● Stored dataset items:
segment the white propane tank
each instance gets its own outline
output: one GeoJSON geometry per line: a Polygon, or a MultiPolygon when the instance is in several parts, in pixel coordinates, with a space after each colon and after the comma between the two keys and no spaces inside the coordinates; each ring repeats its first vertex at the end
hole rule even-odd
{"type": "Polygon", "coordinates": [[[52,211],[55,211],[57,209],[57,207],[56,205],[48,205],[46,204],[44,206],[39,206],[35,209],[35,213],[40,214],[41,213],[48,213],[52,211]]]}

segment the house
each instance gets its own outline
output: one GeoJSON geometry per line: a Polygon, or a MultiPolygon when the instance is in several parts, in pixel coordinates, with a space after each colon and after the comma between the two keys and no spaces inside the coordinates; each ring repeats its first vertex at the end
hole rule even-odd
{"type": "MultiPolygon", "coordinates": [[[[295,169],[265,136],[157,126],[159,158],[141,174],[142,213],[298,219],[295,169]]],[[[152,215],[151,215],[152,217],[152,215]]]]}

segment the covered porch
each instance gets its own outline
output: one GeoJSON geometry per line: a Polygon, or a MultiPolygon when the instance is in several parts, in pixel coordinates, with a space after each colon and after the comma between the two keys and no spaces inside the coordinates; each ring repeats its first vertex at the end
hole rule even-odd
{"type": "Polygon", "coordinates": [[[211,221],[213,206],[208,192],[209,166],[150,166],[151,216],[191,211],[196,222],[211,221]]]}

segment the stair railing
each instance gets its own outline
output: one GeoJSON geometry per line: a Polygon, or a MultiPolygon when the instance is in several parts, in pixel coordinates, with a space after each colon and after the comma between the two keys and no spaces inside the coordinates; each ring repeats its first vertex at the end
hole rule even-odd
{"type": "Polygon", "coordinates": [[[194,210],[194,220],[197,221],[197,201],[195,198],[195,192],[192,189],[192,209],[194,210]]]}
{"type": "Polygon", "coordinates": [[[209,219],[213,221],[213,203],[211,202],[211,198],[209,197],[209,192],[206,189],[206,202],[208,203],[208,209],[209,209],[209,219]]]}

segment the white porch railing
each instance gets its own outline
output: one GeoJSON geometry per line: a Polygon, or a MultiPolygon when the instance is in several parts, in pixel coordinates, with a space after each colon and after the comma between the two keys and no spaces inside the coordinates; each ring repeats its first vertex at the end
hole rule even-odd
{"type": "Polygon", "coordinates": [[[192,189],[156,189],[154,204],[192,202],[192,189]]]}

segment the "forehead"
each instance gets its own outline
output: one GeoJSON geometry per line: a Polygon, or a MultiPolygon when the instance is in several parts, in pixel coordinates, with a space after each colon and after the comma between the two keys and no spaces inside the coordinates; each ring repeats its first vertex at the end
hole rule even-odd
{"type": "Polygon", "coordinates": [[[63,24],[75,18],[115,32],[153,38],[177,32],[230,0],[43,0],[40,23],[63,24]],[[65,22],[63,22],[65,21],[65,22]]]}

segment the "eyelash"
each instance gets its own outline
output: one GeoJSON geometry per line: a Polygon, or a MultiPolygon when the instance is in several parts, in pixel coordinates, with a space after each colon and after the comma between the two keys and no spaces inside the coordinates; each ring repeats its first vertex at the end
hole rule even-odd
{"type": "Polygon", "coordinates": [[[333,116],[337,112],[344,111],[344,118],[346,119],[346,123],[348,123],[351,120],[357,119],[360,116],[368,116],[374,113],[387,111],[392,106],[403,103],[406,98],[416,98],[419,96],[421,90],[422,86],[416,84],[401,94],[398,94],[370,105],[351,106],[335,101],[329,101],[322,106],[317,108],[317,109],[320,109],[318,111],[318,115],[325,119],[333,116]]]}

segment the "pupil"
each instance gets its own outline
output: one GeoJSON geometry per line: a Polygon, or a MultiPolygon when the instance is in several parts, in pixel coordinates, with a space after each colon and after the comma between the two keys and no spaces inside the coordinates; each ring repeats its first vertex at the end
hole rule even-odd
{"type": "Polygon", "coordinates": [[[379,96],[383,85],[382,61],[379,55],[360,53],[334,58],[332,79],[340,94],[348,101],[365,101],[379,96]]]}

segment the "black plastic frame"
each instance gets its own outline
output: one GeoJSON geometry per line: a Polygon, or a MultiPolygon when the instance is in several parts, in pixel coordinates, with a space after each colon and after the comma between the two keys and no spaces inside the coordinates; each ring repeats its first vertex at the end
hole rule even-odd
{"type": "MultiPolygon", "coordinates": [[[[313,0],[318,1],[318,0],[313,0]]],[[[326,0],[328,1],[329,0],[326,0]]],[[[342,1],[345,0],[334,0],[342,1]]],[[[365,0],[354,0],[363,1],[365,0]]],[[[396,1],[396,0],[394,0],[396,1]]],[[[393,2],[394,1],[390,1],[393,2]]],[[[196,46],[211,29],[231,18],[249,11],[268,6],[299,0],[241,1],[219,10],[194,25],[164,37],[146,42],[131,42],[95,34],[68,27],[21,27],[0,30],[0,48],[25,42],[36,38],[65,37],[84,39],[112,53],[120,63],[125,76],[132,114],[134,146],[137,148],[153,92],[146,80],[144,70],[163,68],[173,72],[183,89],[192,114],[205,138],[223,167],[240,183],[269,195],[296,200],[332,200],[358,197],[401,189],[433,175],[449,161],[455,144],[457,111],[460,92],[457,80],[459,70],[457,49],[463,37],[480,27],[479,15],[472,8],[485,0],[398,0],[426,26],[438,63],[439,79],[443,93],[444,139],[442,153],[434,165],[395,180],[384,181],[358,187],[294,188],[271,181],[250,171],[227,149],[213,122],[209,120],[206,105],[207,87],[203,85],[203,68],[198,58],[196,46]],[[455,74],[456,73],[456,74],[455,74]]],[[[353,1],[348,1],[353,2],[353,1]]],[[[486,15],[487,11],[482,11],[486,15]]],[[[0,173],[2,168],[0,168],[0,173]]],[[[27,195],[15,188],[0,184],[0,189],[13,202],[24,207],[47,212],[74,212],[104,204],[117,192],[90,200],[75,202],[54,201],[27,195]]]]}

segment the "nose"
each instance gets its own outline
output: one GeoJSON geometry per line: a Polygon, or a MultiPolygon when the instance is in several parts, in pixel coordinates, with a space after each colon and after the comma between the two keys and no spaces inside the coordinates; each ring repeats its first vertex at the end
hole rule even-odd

● WORK TO BE COMPLETED:
Make an exact copy of every line in the data.

● RESPONSE BELOW:
segment the white propane tank
each instance gets its own outline
output: one GeoJSON geometry per line: a Polygon, or a MultiPolygon when the instance is in several parts, in pixel coordinates, with a space after each colon and after the comma between the two keys and no spaces inside the coordinates; each ring repeats its first vertex at the end
hole rule even-odd
{"type": "Polygon", "coordinates": [[[52,211],[55,211],[57,209],[57,207],[56,205],[48,205],[46,204],[44,206],[39,206],[35,209],[35,213],[40,214],[41,213],[48,213],[52,211]]]}

segment the house
each instance gets its own outline
output: one GeoJSON geometry per line: a Polygon, or a MultiPolygon when the instance is in several parts, in pixel coordinates, with a space after each colon and after the comma between the two keys and no spaces inside the coordinates; each ring repeats its first vertex at the end
hole rule even-odd
{"type": "MultiPolygon", "coordinates": [[[[295,169],[265,136],[157,126],[159,158],[141,174],[142,213],[298,219],[295,169]]],[[[152,215],[151,215],[152,217],[152,215]]]]}

segment the covered porch
each instance gets its own outline
output: one GeoJSON geometry per line: a Polygon, or a MultiPolygon when the instance is in several parts, in pixel coordinates, with a space after each colon and after the comma between the two keys and no spaces inside the coordinates; each ring repeats its first vertex at the end
hole rule even-odd
{"type": "Polygon", "coordinates": [[[211,221],[213,206],[208,192],[209,166],[150,166],[151,216],[191,211],[196,222],[211,221]]]}

segment the stair railing
each instance gets its own outline
output: one GeoJSON geometry per line: a Polygon, or a MultiPolygon when the instance is in several parts, in pixel coordinates, with a space after each colon and after the comma between the two keys and no spaces inside the coordinates; each ring repeats its first vertex at the end
hole rule even-odd
{"type": "Polygon", "coordinates": [[[194,210],[194,220],[197,221],[197,201],[195,198],[195,192],[192,189],[192,209],[194,210]]]}
{"type": "Polygon", "coordinates": [[[209,219],[213,221],[213,203],[211,202],[211,198],[209,197],[209,192],[206,189],[206,202],[208,203],[208,209],[209,209],[209,219]]]}

segment the white porch railing
each instance gets its own outline
output: one GeoJSON geometry per line: a Polygon, or a MultiPolygon when the instance is in several parts, in pixel coordinates, with a space after each colon and after the comma between the two keys and no spaces inside the coordinates; each ring repeats its first vertex at the end
hole rule even-odd
{"type": "Polygon", "coordinates": [[[192,189],[156,189],[154,204],[192,202],[192,189]]]}

segment the "forehead"
each instance gets its own outline
output: one GeoJSON geometry per line: a Polygon, or a MultiPolygon when the instance is in several parts, in pixel coordinates, with a space after each colon and after the comma between the two keys and no spaces inside the coordinates; each ring repeats its first vertex at the end
hole rule even-odd
{"type": "Polygon", "coordinates": [[[63,24],[75,18],[115,32],[153,38],[177,32],[230,0],[43,0],[40,23],[63,24]],[[65,22],[63,22],[65,21],[65,22]]]}

segment the "eyelash"
each instance gets its own outline
output: one GeoJSON geometry per line: a Polygon, or a MultiPolygon when the instance is in several parts, in pixel coordinates, with a space after each colon and after the comma between the two keys and no spaces inside the coordinates; each ring repeats its first vertex at the end
hole rule even-odd
{"type": "Polygon", "coordinates": [[[333,116],[337,112],[344,111],[344,118],[346,119],[346,123],[348,123],[351,120],[357,119],[360,116],[368,116],[374,113],[387,111],[392,106],[403,103],[406,98],[416,98],[419,96],[421,90],[422,86],[416,84],[401,94],[398,94],[370,105],[351,106],[335,101],[329,101],[322,106],[317,108],[317,109],[320,109],[318,111],[318,115],[325,119],[333,116]]]}

segment the "pupil"
each instance gets its own outline
output: one GeoJSON geometry per line: a Polygon, or a MultiPolygon when the instance is in several parts, in pixel coordinates, with a space after each colon and after the comma between the two keys and no spaces inside the coordinates; each ring repeats its first vertex at the end
hole rule even-odd
{"type": "Polygon", "coordinates": [[[379,96],[383,85],[382,61],[379,55],[360,53],[334,58],[332,79],[340,94],[348,101],[365,101],[379,96]]]}

segment the "black plastic frame"
each instance gets its own outline
output: one GeoJSON geometry per line: a Polygon, or a MultiPolygon when the instance is in several parts, in pixel coordinates, with a space after each colon and after the comma between the two keys and no spaces inside the coordinates; each ring repeats its first vertex at the end
hole rule even-odd
{"type": "MultiPolygon", "coordinates": [[[[313,0],[318,1],[318,0],[313,0]]],[[[326,0],[328,1],[329,0],[326,0]]],[[[342,1],[345,0],[334,0],[342,1]]],[[[365,0],[354,0],[363,1],[365,0]]],[[[396,1],[396,0],[394,0],[396,1]]],[[[393,2],[394,1],[390,1],[393,2]]],[[[196,46],[211,29],[231,18],[249,11],[268,6],[299,0],[241,1],[219,10],[194,25],[164,37],[146,42],[131,42],[95,34],[68,27],[21,27],[0,30],[0,48],[25,42],[36,38],[65,37],[84,39],[112,53],[120,63],[125,76],[132,114],[134,146],[137,148],[153,92],[146,80],[144,70],[163,68],[173,72],[183,89],[192,114],[205,138],[223,167],[240,183],[269,195],[296,200],[332,200],[358,197],[401,189],[433,175],[449,161],[455,144],[457,111],[460,92],[457,80],[459,70],[457,49],[463,37],[480,27],[479,15],[472,8],[485,0],[398,0],[426,26],[438,63],[439,79],[443,93],[444,139],[442,153],[434,165],[395,180],[384,181],[358,187],[294,188],[271,181],[250,171],[227,149],[213,122],[209,120],[206,105],[207,87],[203,85],[203,68],[198,58],[196,46]],[[455,74],[456,73],[456,74],[455,74]]],[[[353,1],[348,1],[353,2],[353,1]]],[[[486,15],[487,11],[482,11],[486,15]]],[[[0,173],[2,168],[0,168],[0,173]]],[[[27,195],[15,188],[0,184],[0,189],[13,202],[24,207],[47,212],[74,212],[104,204],[117,192],[90,200],[75,202],[54,201],[27,195]]]]}

segment the "nose"
each instance gets its own outline
output: one GeoJSON geometry per line: a Polygon, or a MultiPolygon when the instance is in several parts, in pixel coordinates, with a space after each colon and after the comma between the two keys and no spaces inside the coordinates; each ring repeats its first vertex at the end
hole rule even-odd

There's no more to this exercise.